* **Given task**: Collect every line below that contains the word "gray" and copy each one in full.

* **Dataset rows**:
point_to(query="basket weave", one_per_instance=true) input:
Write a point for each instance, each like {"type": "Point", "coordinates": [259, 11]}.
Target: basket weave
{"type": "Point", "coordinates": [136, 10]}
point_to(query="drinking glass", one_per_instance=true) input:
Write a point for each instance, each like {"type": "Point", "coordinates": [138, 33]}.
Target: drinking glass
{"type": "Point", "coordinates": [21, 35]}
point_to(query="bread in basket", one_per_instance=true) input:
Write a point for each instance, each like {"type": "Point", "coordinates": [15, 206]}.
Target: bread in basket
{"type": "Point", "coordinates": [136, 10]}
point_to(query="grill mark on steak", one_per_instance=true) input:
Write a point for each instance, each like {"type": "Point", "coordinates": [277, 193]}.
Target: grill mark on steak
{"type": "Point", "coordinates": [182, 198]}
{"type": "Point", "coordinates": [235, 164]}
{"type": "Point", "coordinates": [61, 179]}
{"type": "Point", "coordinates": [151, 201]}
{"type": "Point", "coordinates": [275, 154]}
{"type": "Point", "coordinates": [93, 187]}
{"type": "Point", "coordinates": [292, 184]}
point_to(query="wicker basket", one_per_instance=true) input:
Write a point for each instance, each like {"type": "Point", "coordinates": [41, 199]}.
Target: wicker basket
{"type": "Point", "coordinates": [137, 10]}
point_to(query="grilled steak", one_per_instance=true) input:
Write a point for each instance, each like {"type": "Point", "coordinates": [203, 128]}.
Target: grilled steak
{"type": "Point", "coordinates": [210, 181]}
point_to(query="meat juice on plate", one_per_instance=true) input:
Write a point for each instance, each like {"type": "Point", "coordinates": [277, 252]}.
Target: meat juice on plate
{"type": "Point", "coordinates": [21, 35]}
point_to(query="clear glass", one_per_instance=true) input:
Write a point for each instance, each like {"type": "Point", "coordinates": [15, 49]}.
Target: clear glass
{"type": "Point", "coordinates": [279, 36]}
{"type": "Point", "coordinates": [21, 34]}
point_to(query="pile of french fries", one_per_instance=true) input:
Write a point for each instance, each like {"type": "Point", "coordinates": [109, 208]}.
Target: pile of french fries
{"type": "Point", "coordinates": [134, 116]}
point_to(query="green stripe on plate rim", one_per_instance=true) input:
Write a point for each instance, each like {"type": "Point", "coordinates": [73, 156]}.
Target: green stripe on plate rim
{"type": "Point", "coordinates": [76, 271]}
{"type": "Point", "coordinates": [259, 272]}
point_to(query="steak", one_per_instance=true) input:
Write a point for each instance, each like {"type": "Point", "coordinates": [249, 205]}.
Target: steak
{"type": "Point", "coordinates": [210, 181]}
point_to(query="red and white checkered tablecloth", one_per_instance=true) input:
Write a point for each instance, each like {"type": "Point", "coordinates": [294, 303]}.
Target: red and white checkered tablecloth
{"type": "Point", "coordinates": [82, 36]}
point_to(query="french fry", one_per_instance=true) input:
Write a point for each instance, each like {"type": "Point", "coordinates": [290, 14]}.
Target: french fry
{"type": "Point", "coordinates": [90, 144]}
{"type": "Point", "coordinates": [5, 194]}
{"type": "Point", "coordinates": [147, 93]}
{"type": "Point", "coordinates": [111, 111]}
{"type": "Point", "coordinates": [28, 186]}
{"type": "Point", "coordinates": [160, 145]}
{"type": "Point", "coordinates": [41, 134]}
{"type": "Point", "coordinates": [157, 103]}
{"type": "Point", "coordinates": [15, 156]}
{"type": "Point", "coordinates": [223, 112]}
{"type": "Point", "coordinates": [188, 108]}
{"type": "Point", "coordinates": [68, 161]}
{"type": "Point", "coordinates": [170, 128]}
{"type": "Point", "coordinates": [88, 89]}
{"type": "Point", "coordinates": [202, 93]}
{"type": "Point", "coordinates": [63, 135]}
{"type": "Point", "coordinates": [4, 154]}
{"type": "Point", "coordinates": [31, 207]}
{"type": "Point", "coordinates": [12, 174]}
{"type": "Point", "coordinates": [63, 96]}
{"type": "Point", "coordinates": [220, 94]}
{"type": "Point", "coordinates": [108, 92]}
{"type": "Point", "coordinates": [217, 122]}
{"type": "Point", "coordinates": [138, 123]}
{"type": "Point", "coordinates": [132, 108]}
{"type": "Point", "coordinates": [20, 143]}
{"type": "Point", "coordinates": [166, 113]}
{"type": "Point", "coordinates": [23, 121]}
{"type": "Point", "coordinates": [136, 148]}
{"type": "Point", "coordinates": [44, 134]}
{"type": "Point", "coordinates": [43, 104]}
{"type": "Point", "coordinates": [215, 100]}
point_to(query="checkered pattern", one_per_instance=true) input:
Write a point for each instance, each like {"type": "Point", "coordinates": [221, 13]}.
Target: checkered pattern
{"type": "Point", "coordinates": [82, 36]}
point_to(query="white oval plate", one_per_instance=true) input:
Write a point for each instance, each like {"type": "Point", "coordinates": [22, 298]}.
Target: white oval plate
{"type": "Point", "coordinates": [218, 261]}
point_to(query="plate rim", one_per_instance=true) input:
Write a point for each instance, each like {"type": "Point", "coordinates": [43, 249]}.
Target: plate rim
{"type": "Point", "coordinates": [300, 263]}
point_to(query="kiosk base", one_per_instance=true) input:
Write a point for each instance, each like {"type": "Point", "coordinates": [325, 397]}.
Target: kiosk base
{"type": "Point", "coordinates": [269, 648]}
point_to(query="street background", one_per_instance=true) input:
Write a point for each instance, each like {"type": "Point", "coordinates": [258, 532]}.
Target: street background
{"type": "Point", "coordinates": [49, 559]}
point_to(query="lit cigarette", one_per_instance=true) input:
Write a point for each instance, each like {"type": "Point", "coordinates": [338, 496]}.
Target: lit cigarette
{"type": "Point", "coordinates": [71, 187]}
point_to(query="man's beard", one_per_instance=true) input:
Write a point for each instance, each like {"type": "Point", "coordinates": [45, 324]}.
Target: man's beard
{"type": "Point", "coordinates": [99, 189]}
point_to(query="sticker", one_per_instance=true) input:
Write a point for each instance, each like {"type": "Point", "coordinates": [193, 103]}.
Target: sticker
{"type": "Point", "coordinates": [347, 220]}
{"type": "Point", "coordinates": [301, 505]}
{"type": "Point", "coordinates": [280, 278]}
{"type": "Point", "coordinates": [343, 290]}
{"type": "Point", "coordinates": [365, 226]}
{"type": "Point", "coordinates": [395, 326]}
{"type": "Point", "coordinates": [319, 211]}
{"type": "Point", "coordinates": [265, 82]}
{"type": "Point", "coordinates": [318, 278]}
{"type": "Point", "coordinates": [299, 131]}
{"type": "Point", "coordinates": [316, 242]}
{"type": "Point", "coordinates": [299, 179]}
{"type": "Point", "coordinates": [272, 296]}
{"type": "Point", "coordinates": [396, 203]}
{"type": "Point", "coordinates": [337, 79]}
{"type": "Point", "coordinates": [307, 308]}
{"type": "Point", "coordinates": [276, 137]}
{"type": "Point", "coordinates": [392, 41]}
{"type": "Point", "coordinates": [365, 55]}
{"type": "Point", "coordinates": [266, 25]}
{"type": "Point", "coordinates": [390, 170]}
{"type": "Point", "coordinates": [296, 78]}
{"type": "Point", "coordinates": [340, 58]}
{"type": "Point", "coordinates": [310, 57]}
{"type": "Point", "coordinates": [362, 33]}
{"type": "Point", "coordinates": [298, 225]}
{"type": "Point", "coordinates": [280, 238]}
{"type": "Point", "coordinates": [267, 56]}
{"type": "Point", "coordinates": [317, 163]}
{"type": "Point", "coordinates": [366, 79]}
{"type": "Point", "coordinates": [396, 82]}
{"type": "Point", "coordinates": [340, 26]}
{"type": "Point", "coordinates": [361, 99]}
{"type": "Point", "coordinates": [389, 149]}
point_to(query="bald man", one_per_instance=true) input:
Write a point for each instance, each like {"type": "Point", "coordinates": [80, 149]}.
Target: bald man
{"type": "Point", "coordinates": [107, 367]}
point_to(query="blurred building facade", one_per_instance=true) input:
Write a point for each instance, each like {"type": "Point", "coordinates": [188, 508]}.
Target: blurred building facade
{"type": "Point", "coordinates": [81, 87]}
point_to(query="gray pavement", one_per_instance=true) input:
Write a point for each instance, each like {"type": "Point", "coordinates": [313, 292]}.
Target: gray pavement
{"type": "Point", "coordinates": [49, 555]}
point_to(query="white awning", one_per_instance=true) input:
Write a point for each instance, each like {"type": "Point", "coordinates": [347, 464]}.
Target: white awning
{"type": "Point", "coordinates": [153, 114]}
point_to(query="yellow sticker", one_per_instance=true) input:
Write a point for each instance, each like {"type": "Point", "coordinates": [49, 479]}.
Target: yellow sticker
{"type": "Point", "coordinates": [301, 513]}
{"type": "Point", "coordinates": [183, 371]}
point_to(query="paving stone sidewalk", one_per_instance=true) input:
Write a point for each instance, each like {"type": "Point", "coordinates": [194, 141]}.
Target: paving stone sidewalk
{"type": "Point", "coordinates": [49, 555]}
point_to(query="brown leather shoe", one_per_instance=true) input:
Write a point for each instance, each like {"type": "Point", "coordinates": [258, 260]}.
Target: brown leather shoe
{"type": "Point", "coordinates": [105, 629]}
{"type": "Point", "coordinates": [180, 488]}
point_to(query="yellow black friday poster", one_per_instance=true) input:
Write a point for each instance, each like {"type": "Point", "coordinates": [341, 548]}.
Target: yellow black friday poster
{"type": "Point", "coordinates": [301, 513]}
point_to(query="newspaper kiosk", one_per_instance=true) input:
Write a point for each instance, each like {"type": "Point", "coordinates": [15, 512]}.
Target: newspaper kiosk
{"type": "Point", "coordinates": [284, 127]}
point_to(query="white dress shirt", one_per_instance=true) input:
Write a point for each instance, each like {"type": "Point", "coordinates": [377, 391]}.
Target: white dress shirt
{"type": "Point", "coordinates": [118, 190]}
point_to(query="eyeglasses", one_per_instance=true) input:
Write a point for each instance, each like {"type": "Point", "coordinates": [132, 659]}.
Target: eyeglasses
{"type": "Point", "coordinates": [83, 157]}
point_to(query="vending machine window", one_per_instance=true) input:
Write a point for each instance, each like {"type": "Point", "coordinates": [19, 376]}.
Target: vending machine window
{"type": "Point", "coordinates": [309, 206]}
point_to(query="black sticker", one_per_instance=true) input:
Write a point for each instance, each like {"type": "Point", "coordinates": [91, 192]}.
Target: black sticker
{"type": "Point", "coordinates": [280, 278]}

* **Answer to the exercise**:
point_to(query="gray pavement", one_per_instance=true) input:
Target: gray pavement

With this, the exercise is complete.